__What needs to be done__
From the data, copy out every line in which the word "post" appears.

__Excerpted data__
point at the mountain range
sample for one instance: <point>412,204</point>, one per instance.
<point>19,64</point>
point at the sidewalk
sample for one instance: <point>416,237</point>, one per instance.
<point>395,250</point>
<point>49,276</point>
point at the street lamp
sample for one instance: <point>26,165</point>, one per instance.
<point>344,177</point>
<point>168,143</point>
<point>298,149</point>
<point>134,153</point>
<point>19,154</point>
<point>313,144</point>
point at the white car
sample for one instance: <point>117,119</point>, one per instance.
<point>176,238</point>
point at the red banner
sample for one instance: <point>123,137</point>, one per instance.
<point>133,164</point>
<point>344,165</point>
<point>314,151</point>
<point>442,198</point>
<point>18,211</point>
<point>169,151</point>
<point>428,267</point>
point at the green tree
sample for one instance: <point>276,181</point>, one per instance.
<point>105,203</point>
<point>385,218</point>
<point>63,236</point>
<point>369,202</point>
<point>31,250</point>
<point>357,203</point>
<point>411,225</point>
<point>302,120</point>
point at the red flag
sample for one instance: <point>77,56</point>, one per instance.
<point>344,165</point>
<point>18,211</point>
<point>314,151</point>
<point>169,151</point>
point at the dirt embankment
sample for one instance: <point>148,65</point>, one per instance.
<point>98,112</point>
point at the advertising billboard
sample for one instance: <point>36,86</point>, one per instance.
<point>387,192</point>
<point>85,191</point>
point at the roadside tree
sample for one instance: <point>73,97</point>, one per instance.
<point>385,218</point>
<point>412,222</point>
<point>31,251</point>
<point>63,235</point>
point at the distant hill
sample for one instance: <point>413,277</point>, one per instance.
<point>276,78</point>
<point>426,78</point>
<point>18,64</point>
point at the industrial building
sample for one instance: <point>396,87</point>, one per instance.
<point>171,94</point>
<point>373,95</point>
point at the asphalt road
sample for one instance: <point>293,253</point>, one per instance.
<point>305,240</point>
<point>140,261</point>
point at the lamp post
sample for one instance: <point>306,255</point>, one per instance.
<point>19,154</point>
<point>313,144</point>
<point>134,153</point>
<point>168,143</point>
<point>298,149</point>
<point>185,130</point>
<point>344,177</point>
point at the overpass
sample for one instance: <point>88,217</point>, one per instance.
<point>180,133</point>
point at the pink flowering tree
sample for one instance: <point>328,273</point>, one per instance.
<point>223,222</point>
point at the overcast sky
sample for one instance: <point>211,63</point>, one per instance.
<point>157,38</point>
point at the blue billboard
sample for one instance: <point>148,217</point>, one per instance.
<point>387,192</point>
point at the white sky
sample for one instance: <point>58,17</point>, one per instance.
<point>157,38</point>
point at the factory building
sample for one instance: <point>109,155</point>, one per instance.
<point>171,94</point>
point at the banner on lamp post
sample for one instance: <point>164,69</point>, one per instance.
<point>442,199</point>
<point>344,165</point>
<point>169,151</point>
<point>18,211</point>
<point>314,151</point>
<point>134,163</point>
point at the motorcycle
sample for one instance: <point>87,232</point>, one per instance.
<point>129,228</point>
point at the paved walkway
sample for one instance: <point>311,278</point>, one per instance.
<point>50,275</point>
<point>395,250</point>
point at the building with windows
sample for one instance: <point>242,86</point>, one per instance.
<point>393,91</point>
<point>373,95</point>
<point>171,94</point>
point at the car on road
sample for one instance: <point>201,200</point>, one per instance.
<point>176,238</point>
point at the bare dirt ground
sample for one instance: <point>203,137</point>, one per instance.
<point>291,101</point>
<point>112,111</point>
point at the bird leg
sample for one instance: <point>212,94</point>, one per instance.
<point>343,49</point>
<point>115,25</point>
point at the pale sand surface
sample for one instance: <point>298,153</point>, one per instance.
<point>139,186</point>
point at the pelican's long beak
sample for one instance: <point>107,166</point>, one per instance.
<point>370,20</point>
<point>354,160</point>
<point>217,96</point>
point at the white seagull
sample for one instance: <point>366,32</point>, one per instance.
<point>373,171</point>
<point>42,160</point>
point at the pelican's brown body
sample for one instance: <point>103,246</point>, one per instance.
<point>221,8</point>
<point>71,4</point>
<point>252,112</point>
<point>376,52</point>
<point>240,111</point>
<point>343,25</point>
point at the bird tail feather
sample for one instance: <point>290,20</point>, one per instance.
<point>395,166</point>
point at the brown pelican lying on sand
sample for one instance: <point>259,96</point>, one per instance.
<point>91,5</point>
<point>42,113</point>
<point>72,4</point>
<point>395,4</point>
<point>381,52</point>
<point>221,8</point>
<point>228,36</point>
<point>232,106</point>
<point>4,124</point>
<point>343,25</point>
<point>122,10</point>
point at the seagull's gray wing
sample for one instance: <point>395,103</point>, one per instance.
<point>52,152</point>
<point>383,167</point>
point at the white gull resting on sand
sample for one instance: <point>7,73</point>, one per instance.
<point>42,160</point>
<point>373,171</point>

__Exercise response__
point at the lamp post
point at the banner on lamp post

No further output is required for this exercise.